* What is required
All entries are to be printed again exactly, with their images omitted.

* Data to use

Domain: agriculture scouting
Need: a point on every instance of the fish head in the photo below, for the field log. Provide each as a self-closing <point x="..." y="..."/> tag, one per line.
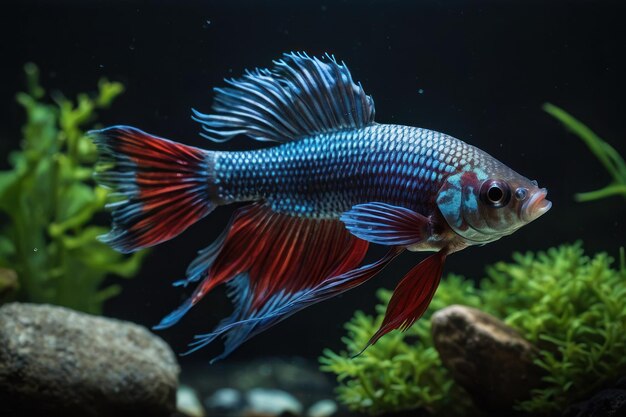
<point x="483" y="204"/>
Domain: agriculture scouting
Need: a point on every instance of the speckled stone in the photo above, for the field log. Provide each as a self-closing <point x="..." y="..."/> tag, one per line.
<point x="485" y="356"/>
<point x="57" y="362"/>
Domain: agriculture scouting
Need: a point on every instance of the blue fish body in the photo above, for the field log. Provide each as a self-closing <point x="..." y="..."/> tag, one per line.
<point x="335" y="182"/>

* Solution to this exercise
Domain: agriculture scouting
Need: a point on every instance of the fish head in the photo below, for the field log. Provide each as a self-closing <point x="..." y="..."/> tag, one per line.
<point x="483" y="204"/>
Domain: agriculture scouting
Need: a point on every instance of the speckled stone in the photo above, for the field log. Provide each as a self-closing <point x="..." y="..."/> tag, one per line.
<point x="485" y="356"/>
<point x="57" y="362"/>
Domain: agriculture scouting
Need: a point on every instance of the blue fish body in the photo above, for the field log. Provide each as a self-closing <point x="..." y="..."/> tag, one per line.
<point x="335" y="182"/>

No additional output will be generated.